Given task =
Return the data below unchanged, line for line.

__________________________________________________

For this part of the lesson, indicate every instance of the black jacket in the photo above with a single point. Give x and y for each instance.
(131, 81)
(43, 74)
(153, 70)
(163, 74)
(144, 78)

__________________________________________________

Finished answer =
For this part of the lesson, indicate every instance of the black jacket in the photo above with a single point. Give x and y for each instance.
(131, 81)
(43, 74)
(153, 70)
(163, 74)
(144, 78)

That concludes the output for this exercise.